Exercise directions –
List each line of the records below that contains the string "road". Matching is case-sensitive.
start Information given
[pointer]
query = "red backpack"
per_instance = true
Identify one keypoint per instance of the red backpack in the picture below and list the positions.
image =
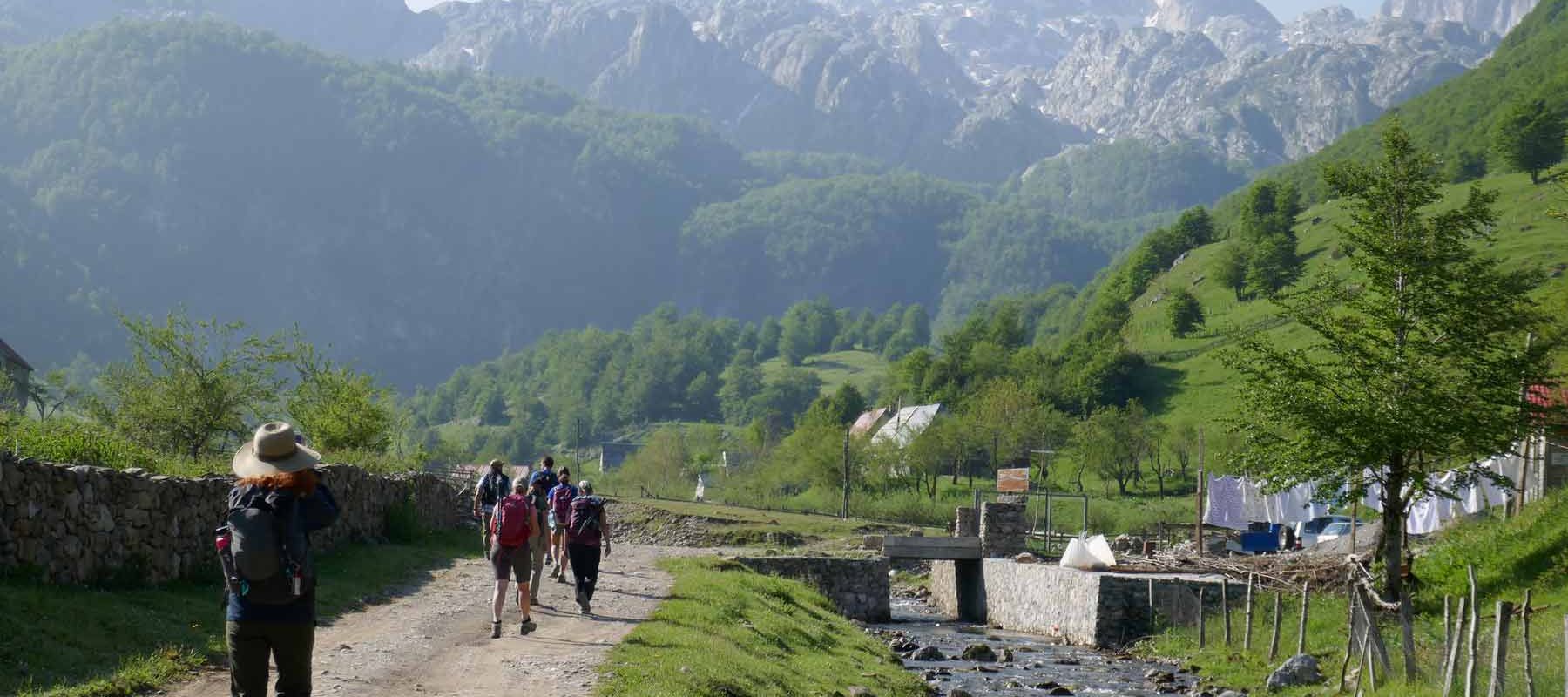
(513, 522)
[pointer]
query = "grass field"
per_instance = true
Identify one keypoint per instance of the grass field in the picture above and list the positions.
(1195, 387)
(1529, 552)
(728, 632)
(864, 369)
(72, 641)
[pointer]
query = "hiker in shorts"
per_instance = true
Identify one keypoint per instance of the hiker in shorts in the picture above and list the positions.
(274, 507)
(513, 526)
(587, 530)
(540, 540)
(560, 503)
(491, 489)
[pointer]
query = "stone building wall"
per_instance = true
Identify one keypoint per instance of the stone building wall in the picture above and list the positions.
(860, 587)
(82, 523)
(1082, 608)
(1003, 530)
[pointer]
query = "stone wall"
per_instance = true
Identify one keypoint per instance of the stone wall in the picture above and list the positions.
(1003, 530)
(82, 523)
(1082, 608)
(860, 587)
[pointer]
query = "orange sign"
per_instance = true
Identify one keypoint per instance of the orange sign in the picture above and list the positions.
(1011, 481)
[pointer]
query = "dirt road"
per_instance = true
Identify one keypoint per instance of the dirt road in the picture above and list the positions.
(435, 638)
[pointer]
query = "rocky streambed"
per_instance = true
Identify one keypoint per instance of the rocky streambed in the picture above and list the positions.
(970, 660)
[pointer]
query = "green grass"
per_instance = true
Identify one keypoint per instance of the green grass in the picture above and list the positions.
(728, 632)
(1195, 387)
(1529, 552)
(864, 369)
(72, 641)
end Information given
start Information given
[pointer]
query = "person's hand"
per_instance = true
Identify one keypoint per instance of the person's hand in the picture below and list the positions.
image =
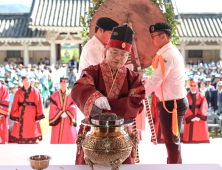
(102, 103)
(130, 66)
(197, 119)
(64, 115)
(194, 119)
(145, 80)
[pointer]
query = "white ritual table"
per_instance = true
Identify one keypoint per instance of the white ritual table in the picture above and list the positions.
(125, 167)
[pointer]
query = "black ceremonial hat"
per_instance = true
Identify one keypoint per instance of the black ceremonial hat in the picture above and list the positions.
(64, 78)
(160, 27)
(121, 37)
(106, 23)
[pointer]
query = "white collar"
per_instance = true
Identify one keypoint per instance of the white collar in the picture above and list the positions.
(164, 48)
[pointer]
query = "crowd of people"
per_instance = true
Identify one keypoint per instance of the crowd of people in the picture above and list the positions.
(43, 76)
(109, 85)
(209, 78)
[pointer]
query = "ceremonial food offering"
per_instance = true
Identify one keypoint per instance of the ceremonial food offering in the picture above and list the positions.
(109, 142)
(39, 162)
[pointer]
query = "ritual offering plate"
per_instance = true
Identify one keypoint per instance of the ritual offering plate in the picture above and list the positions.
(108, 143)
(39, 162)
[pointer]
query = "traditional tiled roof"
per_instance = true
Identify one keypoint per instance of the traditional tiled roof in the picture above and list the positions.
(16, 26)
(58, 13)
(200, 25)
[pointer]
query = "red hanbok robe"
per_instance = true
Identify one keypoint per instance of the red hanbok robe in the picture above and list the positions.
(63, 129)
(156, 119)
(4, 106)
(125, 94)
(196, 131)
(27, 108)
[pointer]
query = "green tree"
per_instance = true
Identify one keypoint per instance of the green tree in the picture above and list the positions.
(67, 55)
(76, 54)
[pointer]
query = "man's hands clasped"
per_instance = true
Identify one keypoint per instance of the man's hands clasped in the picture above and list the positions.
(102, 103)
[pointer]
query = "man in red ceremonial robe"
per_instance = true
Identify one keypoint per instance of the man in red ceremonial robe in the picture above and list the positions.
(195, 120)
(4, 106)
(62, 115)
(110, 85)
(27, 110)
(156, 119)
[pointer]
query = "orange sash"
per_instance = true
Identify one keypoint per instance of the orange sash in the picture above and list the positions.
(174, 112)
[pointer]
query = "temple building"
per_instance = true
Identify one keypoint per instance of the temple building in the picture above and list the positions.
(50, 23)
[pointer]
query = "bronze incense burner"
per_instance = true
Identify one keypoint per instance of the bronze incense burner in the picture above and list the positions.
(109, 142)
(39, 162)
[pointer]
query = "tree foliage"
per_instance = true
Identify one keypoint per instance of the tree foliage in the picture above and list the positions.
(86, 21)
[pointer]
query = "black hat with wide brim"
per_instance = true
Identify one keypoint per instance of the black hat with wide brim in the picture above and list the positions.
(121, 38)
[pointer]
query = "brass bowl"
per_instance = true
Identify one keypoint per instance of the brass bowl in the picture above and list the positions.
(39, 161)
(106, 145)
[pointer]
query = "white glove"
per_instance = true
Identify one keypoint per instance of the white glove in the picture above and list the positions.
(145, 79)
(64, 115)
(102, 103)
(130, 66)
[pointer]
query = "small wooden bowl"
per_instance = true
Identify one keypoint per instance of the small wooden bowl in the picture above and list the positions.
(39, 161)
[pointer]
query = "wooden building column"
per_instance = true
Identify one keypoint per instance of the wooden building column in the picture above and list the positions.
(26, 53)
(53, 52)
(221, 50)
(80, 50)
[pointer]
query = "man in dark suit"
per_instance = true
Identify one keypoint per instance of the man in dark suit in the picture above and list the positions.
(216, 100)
end Information given
The completed task –
query = "dirt road"
Identify one keypoint per instance of the dirt road in the picture above and list the positions.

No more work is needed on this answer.